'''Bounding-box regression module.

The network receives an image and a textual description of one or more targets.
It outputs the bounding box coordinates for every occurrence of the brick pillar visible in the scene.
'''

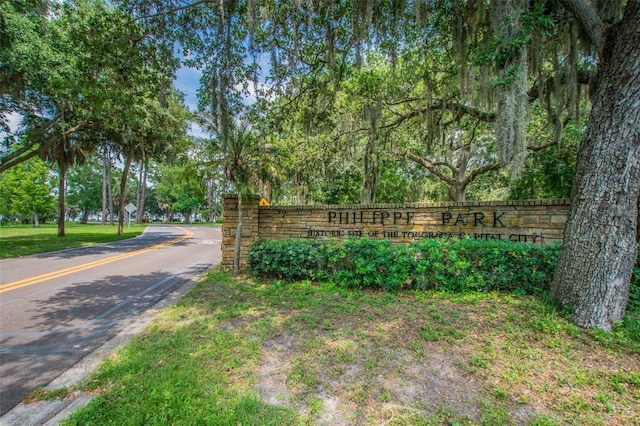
[221,194,261,270]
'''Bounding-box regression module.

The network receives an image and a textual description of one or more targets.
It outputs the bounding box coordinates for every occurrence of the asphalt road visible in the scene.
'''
[0,225,221,416]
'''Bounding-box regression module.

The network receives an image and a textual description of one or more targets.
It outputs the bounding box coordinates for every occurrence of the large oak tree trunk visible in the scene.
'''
[550,1,640,330]
[449,185,467,202]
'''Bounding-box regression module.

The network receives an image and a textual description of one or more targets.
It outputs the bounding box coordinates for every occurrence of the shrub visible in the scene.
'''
[247,238,640,300]
[414,238,560,294]
[326,238,419,292]
[248,238,327,282]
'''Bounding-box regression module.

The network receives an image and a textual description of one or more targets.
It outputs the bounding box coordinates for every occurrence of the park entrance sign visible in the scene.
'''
[221,194,570,270]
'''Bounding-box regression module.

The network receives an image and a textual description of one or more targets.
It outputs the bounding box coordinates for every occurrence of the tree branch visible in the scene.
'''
[527,69,592,102]
[404,152,456,187]
[0,118,93,172]
[0,146,42,172]
[133,0,214,21]
[462,162,502,186]
[559,0,605,50]
[383,99,496,131]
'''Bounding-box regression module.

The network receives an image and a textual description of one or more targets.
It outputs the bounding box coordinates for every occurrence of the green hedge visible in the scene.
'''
[326,238,419,292]
[248,238,328,282]
[249,238,640,300]
[414,238,560,294]
[248,237,568,294]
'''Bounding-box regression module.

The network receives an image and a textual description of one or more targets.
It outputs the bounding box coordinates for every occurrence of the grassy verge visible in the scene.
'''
[0,222,148,259]
[48,269,639,425]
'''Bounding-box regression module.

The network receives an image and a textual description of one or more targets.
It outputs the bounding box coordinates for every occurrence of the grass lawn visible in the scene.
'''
[40,268,639,425]
[0,222,148,259]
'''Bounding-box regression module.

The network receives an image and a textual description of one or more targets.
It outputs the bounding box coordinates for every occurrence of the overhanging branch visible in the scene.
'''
[404,151,456,187]
[559,0,605,50]
[0,118,93,172]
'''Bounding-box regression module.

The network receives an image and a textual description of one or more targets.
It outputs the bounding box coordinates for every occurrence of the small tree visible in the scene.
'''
[67,158,104,224]
[40,129,88,236]
[217,125,275,273]
[0,157,55,226]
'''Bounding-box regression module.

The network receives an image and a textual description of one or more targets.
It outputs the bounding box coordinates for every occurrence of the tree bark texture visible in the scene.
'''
[101,149,108,226]
[57,164,66,237]
[551,1,640,330]
[136,162,147,224]
[117,156,133,236]
[361,131,379,204]
[107,157,114,226]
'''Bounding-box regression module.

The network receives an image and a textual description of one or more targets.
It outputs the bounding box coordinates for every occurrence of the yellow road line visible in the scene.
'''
[0,227,193,294]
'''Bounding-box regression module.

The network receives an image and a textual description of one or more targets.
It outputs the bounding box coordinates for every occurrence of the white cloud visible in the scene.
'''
[235,80,275,106]
[188,121,210,139]
[0,111,23,140]
[7,111,23,132]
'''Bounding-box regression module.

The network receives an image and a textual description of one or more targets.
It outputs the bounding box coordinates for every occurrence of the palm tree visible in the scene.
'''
[39,115,90,237]
[219,125,276,273]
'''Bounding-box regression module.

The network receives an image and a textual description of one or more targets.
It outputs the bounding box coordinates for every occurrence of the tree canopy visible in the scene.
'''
[1,0,638,330]
[1,0,191,234]
[121,0,638,331]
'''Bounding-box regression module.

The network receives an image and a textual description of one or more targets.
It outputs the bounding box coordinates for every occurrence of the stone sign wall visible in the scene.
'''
[221,194,570,270]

TASK TO CARRY OUT: Go through the records above and count the lines with the word "branch" in them. Answer with the number only.

RESULT: 2